[Records from a collection]

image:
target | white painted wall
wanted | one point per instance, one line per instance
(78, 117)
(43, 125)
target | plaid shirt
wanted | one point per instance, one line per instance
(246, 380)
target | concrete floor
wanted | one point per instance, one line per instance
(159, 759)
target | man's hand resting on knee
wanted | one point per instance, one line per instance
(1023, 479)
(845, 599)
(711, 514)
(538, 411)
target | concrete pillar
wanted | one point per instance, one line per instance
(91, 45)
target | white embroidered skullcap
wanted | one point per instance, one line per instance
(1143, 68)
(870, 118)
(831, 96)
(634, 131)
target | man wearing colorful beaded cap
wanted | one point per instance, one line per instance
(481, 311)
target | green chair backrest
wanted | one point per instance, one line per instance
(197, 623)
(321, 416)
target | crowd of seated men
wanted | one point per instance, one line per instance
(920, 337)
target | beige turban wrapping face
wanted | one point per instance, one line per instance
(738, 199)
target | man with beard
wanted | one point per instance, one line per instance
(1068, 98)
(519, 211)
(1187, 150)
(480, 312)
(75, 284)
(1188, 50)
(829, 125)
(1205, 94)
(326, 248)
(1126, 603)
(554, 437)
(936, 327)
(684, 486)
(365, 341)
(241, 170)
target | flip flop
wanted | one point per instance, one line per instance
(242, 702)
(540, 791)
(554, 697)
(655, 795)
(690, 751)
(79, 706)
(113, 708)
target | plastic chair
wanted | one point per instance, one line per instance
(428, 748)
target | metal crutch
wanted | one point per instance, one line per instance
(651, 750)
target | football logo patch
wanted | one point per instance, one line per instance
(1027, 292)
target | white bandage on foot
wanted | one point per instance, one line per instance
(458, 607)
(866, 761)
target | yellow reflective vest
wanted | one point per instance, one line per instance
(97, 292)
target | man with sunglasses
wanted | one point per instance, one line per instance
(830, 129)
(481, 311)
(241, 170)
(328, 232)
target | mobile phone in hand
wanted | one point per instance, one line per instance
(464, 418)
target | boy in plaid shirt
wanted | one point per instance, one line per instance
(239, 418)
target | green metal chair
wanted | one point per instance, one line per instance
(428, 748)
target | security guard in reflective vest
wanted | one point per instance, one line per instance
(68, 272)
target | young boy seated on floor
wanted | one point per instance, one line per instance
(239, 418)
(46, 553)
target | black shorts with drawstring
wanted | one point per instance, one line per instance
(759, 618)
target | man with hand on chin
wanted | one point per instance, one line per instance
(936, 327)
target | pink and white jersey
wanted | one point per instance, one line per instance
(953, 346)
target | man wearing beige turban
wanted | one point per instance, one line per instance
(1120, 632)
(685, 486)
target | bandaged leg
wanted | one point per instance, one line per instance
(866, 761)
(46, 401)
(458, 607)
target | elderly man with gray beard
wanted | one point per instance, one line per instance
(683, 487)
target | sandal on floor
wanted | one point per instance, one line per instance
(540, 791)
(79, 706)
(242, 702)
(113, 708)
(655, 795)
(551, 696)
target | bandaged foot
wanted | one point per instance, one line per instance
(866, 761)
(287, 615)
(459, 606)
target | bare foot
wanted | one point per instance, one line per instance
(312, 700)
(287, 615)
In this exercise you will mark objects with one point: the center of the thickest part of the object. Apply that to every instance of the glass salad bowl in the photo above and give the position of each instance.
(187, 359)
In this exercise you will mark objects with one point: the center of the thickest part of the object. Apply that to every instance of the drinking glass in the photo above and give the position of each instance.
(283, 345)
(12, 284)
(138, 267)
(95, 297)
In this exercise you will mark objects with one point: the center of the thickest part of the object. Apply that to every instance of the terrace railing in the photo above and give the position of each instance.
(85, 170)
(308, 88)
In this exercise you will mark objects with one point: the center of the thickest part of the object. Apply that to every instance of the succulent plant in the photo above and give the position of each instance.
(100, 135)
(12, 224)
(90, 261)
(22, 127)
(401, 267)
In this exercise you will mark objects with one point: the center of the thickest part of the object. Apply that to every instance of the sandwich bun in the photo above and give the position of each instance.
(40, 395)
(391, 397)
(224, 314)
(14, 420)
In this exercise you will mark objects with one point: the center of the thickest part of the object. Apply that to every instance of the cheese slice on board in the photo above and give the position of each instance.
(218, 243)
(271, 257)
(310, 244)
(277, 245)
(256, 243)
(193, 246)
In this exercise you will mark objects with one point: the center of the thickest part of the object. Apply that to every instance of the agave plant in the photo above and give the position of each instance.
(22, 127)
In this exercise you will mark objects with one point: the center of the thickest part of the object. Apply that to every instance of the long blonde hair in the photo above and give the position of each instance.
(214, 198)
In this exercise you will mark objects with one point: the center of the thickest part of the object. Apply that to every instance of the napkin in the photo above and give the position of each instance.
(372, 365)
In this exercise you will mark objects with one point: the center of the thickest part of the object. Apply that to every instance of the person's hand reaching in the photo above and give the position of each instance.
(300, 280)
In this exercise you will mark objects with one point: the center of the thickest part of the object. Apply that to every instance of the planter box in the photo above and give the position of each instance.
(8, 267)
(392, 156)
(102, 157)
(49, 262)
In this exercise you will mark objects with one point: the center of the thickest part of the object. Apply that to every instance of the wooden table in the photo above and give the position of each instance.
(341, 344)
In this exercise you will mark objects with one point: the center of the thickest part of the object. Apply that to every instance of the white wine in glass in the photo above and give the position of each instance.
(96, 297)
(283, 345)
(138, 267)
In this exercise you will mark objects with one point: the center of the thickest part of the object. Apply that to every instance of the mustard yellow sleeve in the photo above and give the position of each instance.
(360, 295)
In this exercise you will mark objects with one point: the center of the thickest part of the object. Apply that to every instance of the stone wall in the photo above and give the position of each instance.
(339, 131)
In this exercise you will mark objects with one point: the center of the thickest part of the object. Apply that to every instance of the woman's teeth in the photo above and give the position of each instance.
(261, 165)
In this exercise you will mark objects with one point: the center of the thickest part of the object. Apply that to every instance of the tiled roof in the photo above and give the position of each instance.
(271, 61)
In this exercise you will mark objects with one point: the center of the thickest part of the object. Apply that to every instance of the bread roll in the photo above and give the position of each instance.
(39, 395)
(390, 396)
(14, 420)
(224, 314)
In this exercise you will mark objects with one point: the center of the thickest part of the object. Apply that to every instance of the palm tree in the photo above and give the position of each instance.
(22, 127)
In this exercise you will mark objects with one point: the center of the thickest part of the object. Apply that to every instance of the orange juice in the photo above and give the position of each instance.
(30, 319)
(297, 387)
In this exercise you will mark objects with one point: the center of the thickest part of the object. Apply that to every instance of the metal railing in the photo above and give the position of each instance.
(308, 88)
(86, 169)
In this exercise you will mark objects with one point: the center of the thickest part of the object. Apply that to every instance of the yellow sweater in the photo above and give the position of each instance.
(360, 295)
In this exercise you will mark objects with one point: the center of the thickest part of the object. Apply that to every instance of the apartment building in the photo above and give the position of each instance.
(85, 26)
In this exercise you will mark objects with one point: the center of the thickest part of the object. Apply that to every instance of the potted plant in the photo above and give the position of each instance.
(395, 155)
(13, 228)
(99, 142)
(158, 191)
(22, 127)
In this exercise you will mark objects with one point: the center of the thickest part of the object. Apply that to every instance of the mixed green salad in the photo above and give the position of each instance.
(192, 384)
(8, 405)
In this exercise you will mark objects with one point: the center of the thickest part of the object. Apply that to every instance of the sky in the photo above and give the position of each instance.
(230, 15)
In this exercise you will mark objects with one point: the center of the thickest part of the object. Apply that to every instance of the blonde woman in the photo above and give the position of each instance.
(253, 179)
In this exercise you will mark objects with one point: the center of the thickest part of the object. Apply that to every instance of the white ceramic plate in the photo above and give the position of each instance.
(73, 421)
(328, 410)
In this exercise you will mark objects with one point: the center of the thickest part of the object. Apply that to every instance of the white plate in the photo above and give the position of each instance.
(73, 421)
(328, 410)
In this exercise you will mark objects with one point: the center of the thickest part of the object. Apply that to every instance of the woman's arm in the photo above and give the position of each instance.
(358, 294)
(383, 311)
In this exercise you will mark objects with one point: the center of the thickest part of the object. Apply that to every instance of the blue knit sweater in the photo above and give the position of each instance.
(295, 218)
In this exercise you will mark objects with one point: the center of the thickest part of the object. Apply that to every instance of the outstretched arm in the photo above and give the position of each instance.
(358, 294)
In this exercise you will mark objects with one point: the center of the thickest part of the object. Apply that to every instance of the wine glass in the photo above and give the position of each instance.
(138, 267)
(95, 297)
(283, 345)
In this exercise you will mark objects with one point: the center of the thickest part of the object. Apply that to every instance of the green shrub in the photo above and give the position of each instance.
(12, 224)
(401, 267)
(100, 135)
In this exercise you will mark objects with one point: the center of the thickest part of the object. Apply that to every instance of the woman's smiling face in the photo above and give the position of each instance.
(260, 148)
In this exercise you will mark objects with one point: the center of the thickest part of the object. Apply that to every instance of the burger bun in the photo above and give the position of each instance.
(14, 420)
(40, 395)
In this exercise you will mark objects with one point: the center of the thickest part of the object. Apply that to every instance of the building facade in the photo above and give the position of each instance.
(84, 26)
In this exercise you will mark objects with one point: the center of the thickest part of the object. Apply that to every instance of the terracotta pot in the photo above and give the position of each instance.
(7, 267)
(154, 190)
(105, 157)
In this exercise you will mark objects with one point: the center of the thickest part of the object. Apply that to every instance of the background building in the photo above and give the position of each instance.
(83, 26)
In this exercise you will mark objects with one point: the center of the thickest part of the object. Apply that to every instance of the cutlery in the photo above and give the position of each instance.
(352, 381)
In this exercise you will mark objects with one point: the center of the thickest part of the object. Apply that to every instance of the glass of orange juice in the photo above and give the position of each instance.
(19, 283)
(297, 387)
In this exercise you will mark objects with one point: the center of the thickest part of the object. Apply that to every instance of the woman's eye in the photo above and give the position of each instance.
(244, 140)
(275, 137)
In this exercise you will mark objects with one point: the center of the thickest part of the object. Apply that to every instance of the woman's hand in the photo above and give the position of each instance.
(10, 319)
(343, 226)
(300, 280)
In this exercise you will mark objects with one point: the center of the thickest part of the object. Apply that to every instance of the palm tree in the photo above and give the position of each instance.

- _Problem description_
Go through the records and gather the lines that hold "reflective".

- _Answer to the exercise_
target | yellow reflective vest
target | security guard in reflective vest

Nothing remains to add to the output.